From the line that contains "Target: large flat rock" to the final line of the entries, return every line exactly and leave out all others.
Start of Source material
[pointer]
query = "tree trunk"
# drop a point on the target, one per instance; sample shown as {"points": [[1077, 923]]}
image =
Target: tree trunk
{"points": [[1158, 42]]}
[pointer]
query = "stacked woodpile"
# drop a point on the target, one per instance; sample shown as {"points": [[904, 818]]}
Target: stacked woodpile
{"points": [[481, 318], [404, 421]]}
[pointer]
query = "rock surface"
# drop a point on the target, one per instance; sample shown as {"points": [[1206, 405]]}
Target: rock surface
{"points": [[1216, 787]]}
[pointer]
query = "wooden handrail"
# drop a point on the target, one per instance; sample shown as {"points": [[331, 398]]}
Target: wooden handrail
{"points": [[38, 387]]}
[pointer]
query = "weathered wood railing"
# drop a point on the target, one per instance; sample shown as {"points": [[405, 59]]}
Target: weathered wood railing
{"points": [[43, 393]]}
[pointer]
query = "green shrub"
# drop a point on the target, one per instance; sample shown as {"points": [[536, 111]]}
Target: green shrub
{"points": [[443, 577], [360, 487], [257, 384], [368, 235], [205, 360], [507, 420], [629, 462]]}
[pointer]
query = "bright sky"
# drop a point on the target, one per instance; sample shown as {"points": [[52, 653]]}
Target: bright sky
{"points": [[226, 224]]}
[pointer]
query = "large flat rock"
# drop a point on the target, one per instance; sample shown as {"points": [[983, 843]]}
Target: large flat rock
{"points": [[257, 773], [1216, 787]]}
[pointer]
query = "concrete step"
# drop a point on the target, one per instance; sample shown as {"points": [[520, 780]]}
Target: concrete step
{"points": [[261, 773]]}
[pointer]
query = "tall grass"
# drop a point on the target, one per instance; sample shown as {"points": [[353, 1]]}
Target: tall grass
End of Source material
**Your solution**
Target: large flat rock
{"points": [[257, 773], [1216, 787]]}
[pointer]
query = "concrete step"
# drop a point on the target, one per instance; sample shown as {"points": [[520, 780]]}
Target: concrete step
{"points": [[261, 773]]}
[pointer]
query = "tall grass"
# drop a point on the target, one per instance; sample shown as {"points": [[353, 1]]}
Target: tall grass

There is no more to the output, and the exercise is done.